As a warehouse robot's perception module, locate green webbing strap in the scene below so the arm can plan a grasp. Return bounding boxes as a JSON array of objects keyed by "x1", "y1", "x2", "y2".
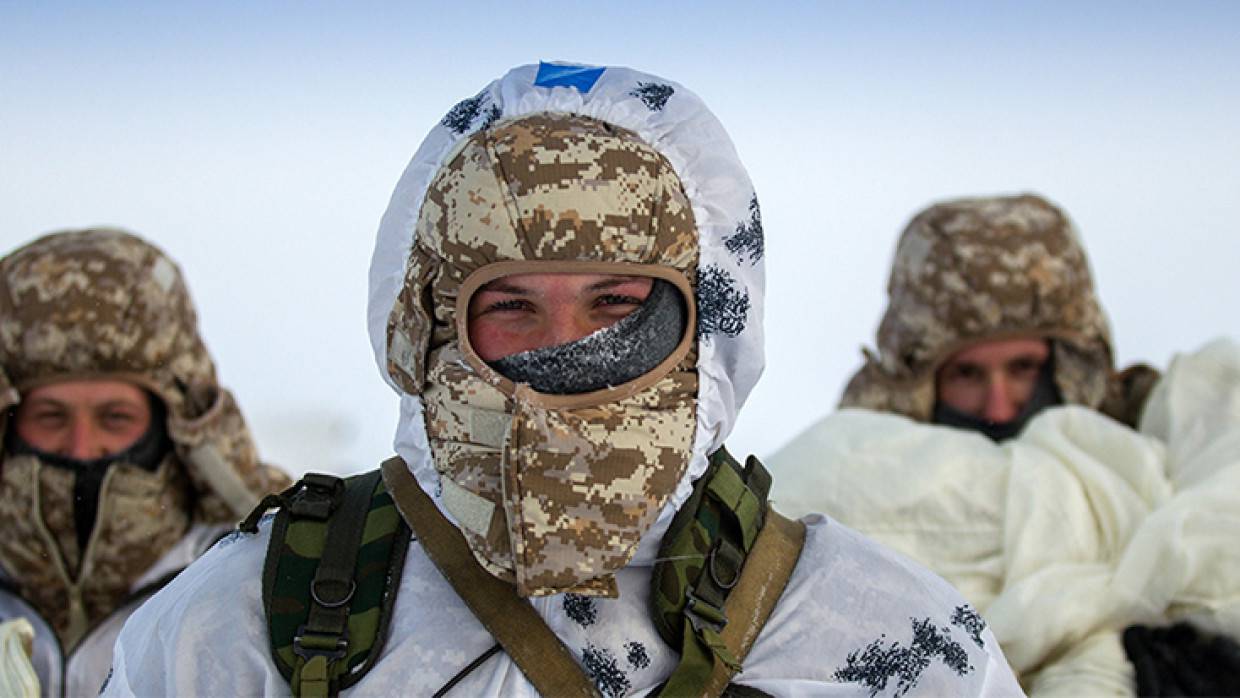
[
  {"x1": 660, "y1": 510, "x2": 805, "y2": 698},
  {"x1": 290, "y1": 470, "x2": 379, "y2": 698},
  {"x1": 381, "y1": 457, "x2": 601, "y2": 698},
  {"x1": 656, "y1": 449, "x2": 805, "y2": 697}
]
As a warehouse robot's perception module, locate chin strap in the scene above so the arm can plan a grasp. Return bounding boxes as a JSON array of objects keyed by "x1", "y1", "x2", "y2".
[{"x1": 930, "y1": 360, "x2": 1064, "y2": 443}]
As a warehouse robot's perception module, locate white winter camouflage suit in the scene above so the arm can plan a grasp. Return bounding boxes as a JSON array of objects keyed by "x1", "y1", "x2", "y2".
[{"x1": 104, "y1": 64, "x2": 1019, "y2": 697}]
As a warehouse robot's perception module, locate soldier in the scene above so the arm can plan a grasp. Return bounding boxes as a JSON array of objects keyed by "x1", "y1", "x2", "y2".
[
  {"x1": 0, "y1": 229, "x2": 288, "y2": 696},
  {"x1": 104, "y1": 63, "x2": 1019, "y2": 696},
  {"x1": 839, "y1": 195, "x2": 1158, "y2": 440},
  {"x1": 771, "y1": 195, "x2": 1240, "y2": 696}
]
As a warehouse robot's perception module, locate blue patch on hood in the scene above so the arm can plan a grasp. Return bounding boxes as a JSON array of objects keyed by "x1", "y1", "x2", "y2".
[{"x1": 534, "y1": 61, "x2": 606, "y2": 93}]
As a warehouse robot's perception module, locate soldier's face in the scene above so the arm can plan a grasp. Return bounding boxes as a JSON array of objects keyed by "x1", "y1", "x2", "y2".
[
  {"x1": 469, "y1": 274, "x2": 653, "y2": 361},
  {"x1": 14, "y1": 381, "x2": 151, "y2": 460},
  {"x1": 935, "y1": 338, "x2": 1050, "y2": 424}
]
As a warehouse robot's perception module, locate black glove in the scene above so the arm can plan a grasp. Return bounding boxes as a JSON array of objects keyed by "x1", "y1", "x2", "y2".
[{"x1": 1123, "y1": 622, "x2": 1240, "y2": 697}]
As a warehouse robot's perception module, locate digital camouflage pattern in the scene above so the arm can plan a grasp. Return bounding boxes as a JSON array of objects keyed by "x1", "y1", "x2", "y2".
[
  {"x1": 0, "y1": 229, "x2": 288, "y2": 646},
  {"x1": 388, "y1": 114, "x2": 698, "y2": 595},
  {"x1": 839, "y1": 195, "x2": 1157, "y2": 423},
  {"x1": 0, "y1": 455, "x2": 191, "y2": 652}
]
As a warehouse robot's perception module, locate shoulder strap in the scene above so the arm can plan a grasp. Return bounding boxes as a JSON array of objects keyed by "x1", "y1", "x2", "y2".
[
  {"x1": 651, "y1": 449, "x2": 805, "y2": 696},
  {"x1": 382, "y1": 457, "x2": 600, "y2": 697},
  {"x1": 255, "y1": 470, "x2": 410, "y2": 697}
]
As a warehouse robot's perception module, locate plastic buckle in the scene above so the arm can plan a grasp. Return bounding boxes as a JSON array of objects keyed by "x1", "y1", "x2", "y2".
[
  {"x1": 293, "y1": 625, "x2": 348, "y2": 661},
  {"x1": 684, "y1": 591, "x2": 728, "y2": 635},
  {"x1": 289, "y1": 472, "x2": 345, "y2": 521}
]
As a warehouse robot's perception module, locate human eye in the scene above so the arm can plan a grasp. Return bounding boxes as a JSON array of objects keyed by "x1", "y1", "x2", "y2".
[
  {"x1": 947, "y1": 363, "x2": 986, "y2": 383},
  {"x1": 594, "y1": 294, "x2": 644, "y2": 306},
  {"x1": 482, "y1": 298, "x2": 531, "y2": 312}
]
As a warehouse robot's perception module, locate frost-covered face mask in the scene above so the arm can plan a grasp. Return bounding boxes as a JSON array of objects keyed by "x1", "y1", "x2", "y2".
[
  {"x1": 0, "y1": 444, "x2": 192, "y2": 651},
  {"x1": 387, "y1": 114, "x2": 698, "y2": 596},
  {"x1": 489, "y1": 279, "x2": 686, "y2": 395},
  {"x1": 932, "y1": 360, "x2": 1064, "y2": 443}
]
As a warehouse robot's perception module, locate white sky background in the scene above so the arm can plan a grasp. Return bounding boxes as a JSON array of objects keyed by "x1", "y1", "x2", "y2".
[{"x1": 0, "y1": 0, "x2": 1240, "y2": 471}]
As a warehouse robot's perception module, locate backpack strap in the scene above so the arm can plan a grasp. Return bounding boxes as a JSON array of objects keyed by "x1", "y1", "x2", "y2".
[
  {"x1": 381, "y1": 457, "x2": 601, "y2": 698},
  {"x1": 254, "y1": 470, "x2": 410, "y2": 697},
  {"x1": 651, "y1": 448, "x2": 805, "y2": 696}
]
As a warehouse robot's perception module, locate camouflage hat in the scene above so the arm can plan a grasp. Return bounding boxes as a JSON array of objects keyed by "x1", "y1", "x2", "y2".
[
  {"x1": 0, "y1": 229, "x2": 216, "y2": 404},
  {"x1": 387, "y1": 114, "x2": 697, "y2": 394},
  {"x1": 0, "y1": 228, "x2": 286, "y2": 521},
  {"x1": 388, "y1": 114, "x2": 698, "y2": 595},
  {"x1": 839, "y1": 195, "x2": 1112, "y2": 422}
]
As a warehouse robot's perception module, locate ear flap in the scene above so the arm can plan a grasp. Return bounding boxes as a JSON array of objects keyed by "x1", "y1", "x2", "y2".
::::::
> Task
Rewrite only the data from the line with "As a warehouse robot's perception module, locate frost-covered" through the end of the data, requests included, scaling every bounding box coordinate in the answers by 2.1 and rounding each result to a whole number, with halves rounded up.

> Response to this task
As a warehouse robot's perception module, locate frost-covered face mask in the scene above so the arm can plan a grasp. Return bounding boxes as a JSON array of objects keyed by "x1", "y1", "x2", "y2".
[
  {"x1": 0, "y1": 932, "x2": 403, "y2": 1367},
  {"x1": 813, "y1": 239, "x2": 1466, "y2": 1252},
  {"x1": 1027, "y1": 586, "x2": 1441, "y2": 830},
  {"x1": 1957, "y1": 756, "x2": 2234, "y2": 930}
]
As a warehouse robot's perception module, locate white sky background in the scene above so the arm can plan a grasp. Return bounding boxes as a JSON array of objects keyed by "x1", "y1", "x2", "y2".
[{"x1": 0, "y1": 0, "x2": 2604, "y2": 989}]
As a warehouse robot's perception module, locate backpack strap in the scene above so the arm can plan a grasp. Return bounding boxes as a JSON array of objects keyed by "x1", "y1", "x2", "y2".
[
  {"x1": 800, "y1": 960, "x2": 1262, "y2": 1466},
  {"x1": 533, "y1": 987, "x2": 861, "y2": 1464},
  {"x1": 1367, "y1": 941, "x2": 1691, "y2": 1462}
]
As a warehouse robot's perception module, locate camouflage hat in the scene above so the arm can plan a grasp. Return bounding boxes as a JSON array of objects keyed by "x1", "y1", "x2", "y2".
[
  {"x1": 0, "y1": 481, "x2": 454, "y2": 848},
  {"x1": 813, "y1": 239, "x2": 1464, "y2": 827},
  {"x1": 0, "y1": 479, "x2": 601, "y2": 1094},
  {"x1": 815, "y1": 239, "x2": 1466, "y2": 1250},
  {"x1": 1762, "y1": 410, "x2": 2335, "y2": 886}
]
As a warehouse robot's perception module, locate ear flap in the scene above so the arm can plan a grasp. Return bounding boxes as a JSON array of objects keyed by "x1", "y1", "x2", "y2".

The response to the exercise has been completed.